» **Records supplied**
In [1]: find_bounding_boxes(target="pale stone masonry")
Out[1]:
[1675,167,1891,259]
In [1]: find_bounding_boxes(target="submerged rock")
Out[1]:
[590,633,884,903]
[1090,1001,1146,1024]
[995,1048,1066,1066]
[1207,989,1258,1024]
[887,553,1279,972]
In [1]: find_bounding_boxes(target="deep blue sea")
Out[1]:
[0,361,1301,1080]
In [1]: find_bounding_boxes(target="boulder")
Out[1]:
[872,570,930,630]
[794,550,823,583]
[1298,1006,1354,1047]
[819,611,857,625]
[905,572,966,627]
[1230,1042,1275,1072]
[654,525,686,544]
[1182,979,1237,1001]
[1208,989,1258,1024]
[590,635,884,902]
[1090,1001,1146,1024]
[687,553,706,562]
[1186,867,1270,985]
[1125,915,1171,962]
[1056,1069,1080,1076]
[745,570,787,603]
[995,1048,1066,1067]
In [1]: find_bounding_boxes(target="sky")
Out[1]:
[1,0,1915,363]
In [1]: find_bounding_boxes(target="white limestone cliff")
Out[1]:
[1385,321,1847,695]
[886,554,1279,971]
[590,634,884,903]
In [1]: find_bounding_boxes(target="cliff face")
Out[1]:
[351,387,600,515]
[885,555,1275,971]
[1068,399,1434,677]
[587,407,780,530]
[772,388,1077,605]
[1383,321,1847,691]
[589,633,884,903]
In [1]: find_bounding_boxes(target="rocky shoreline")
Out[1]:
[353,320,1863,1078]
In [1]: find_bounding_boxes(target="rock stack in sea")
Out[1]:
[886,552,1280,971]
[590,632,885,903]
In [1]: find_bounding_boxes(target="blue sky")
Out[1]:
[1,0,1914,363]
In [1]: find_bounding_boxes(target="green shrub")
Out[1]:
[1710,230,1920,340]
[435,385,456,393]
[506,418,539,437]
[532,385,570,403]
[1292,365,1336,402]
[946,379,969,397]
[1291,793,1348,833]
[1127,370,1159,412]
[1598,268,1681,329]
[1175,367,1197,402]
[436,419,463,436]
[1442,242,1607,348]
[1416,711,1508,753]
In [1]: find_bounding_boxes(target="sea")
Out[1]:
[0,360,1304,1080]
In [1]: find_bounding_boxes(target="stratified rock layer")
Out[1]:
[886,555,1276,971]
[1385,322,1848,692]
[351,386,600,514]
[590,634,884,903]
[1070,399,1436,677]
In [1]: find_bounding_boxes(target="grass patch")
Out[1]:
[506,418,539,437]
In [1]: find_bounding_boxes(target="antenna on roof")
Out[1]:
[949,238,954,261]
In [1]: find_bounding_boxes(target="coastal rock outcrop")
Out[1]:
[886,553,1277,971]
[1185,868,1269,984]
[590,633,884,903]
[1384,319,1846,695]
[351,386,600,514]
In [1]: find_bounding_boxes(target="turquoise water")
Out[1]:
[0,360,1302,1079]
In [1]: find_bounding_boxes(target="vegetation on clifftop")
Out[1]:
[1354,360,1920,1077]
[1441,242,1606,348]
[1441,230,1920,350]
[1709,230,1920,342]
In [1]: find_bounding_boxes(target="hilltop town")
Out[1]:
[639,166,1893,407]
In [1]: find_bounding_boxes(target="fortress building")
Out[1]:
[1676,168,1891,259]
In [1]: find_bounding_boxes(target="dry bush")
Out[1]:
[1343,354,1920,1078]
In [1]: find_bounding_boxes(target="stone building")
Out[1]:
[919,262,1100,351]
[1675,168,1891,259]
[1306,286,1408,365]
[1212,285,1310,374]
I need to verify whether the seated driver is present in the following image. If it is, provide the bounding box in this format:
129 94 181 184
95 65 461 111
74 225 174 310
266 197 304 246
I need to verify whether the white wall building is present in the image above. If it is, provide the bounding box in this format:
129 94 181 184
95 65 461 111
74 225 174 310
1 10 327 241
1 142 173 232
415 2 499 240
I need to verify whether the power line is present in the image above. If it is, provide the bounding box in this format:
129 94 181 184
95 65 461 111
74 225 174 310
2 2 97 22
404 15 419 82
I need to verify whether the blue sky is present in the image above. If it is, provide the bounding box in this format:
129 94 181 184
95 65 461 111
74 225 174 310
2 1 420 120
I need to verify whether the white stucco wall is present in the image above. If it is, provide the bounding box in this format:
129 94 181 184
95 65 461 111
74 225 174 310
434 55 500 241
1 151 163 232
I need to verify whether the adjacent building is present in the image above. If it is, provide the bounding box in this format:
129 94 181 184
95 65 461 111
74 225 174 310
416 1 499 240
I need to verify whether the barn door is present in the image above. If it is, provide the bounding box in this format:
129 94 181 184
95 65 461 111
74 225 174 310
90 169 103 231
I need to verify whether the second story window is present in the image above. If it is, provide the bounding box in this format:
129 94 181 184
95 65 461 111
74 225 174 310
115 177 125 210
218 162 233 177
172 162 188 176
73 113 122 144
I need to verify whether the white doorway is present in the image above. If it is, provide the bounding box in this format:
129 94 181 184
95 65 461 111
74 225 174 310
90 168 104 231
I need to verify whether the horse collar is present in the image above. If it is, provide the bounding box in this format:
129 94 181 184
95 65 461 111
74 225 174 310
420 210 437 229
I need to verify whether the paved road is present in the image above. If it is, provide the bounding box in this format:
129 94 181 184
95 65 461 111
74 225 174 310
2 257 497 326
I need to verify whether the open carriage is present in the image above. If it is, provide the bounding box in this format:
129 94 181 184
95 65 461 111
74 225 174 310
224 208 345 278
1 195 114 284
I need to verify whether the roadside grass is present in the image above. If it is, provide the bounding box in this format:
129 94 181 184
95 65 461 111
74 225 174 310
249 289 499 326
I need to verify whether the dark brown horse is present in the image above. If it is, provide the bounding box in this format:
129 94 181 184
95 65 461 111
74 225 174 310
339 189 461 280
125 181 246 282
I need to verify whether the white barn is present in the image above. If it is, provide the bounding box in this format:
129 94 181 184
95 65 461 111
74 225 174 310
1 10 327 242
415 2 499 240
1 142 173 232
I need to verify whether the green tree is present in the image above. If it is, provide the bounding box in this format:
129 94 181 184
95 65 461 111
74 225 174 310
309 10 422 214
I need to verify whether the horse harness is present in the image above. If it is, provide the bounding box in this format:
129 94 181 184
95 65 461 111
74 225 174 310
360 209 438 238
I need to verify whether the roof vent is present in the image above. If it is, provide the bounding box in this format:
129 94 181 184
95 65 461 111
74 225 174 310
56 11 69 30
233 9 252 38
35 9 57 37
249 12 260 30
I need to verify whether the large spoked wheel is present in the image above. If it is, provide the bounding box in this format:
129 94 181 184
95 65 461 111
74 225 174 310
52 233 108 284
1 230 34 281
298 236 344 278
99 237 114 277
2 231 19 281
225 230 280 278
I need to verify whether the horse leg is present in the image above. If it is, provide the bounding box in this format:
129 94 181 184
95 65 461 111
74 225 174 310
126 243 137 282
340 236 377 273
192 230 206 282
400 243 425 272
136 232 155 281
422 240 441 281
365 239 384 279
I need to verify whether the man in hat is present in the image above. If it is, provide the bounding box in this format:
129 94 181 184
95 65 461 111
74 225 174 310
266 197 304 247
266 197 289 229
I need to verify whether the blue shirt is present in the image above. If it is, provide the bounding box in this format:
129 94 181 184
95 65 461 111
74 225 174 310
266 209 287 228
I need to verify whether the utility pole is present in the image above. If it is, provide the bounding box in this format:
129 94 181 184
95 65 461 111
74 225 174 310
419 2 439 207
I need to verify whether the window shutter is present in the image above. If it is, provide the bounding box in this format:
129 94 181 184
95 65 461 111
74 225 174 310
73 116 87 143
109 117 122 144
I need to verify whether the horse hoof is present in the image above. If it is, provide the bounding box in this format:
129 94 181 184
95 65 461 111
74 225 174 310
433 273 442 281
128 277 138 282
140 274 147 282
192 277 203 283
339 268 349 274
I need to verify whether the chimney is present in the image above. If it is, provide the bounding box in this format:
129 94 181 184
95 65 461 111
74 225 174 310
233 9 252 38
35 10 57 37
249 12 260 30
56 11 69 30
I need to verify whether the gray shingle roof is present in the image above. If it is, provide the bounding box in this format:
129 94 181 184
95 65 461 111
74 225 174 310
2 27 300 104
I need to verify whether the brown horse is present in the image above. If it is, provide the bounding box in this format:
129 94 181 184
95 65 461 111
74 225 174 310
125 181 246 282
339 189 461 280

» **Task directions**
Every line of the listing above that contains "barn" is to be copied.

» **Finished exercise**
I need to verify whether the barn door is present in the image above. If it is, provide the bounding box in this format:
I need to verify whether the white barn is present in the image above. If it is, provide the bounding box in this format:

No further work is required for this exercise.